══ Stored records ══

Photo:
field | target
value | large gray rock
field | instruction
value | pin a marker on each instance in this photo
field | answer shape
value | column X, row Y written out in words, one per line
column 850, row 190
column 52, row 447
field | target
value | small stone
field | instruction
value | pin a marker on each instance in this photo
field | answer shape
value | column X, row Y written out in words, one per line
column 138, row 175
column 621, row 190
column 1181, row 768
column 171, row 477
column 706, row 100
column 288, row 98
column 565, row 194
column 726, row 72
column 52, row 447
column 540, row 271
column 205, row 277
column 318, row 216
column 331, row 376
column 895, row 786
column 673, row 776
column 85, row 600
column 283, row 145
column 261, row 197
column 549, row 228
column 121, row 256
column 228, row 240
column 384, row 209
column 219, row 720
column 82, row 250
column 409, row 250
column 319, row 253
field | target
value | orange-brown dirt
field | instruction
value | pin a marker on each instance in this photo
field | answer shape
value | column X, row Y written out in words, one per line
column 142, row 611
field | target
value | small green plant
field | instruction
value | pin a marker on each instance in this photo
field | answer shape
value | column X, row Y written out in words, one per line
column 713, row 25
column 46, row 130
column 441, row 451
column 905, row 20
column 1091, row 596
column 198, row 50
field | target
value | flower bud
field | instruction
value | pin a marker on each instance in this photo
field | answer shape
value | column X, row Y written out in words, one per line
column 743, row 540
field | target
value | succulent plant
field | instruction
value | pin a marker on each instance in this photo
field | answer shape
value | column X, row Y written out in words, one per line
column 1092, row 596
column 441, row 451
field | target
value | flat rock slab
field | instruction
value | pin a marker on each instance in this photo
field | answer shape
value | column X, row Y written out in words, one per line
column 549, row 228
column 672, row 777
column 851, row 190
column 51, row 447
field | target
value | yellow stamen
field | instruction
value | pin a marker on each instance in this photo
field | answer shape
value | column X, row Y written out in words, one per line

═══

Put everything from the start of the material down to and including the line containing "column 319, row 253" into a numbered list, leaving out any blank lines.

> Solved problem
1. Photo:
2. field | target
3. value | large gray rock
4. field | instruction
5. value | pin a marker on each instance in this photo
6. field | answer shape
7. value | column X, row Y written out in words, one per line
8. column 850, row 190
9. column 52, row 447
10. field | target
11. value | small stone
12. field | instruction
13. value | pin a marker on each instance in this photo
14. field | answer shape
15. value | column X, row Y written out in words, one per line
16. column 138, row 175
17. column 621, row 190
18. column 1181, row 768
19. column 171, row 477
20. column 706, row 100
21. column 288, row 98
22. column 565, row 194
23. column 726, row 72
24. column 52, row 447
25. column 540, row 271
26. column 205, row 277
27. column 318, row 216
28. column 331, row 376
29. column 895, row 786
30. column 673, row 776
31. column 85, row 600
32. column 283, row 145
33. column 261, row 197
34. column 549, row 228
35. column 121, row 256
36. column 228, row 240
37. column 384, row 209
38. column 219, row 720
39. column 82, row 250
40. column 409, row 250
41. column 319, row 253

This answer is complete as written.